SOURCE INFORMATION >>
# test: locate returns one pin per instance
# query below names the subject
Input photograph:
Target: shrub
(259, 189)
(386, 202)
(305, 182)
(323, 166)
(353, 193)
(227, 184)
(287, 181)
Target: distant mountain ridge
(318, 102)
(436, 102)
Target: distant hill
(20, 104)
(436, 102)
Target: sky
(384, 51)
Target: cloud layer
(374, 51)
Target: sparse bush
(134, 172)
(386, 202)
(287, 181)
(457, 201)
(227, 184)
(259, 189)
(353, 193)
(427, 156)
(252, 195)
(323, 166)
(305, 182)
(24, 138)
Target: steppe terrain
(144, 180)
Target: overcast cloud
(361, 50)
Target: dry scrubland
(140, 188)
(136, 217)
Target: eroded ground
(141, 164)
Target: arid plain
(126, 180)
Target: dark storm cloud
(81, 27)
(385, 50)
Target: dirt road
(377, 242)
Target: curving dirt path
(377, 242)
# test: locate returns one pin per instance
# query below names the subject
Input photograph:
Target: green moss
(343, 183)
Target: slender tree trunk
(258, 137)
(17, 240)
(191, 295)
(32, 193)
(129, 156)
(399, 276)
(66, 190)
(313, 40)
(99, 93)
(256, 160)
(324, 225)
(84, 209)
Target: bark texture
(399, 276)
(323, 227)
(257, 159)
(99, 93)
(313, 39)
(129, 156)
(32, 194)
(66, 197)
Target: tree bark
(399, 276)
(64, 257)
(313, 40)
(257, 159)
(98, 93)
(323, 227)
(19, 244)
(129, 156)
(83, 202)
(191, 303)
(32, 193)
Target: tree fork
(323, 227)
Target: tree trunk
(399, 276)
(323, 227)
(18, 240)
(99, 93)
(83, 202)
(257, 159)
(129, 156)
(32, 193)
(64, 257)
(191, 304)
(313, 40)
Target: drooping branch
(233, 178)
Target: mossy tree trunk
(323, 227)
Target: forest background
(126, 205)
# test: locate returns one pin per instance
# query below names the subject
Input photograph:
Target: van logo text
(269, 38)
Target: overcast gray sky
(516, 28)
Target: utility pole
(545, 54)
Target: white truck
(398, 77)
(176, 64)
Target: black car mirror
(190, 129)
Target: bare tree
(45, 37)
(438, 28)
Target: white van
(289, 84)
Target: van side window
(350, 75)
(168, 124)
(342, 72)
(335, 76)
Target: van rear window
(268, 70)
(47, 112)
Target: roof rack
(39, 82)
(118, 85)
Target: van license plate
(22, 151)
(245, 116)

ASSIGNMENT >> Every line of the listing should be given again exactly.

ANSWER SECTION >>
# test: locate returns one pin per instance
# query below names the subject
Input photograph:
Target: shrub
(259, 189)
(386, 202)
(305, 182)
(323, 166)
(353, 193)
(227, 184)
(287, 181)
Target: distant mountain ridge
(318, 102)
(436, 102)
Target: distant hill
(20, 104)
(436, 102)
Target: sky
(384, 51)
Target: cloud layer
(374, 51)
Target: sparse bush
(134, 172)
(386, 202)
(287, 181)
(457, 201)
(227, 184)
(259, 189)
(353, 193)
(427, 156)
(252, 195)
(323, 166)
(305, 182)
(24, 138)
Target: steppe terrain
(144, 180)
Target: overcast cloud
(361, 50)
Target: dry scrubland
(140, 188)
(136, 217)
Target: eroded ground
(141, 164)
Target: arid plain
(126, 180)
Target: dark storm cloud
(81, 27)
(385, 50)
Target: dirt road
(377, 242)
Target: curving dirt path
(377, 242)
# test: locate returns one pin per instance
# query below names the subject
Input photograph:
Target: green moss
(343, 183)
Target: slender tree trunk
(258, 137)
(17, 240)
(191, 295)
(32, 193)
(129, 156)
(399, 276)
(66, 190)
(313, 40)
(99, 93)
(256, 160)
(324, 225)
(84, 209)
Target: bark texture
(399, 276)
(323, 227)
(257, 159)
(99, 93)
(313, 39)
(129, 156)
(32, 194)
(66, 197)
Target: tree bark
(399, 276)
(64, 257)
(313, 40)
(257, 159)
(98, 93)
(323, 227)
(19, 244)
(129, 156)
(83, 202)
(191, 303)
(32, 193)
Target: tree fork
(323, 227)
Target: tree trunk
(399, 276)
(323, 227)
(18, 240)
(99, 93)
(83, 202)
(257, 159)
(129, 156)
(32, 193)
(64, 257)
(191, 304)
(313, 40)
Target: drooping branch
(233, 178)
Target: mossy tree trunk
(323, 227)
Target: forest background
(126, 205)
# test: locate returns one pin per instance
# query below names the subject
Input photograph:
Target: van logo text
(269, 38)
Target: overcast gray sky
(516, 28)
Target: utility pole
(545, 54)
Target: white truck
(398, 77)
(176, 64)
Target: black car mirror
(190, 129)
Target: bare tree
(45, 37)
(438, 28)
Target: white van
(289, 84)
Target: van side window
(350, 75)
(168, 124)
(342, 72)
(335, 76)
Target: van rear window
(268, 70)
(47, 112)
Target: roof rack
(39, 82)
(118, 85)
Target: van license plate
(22, 151)
(245, 116)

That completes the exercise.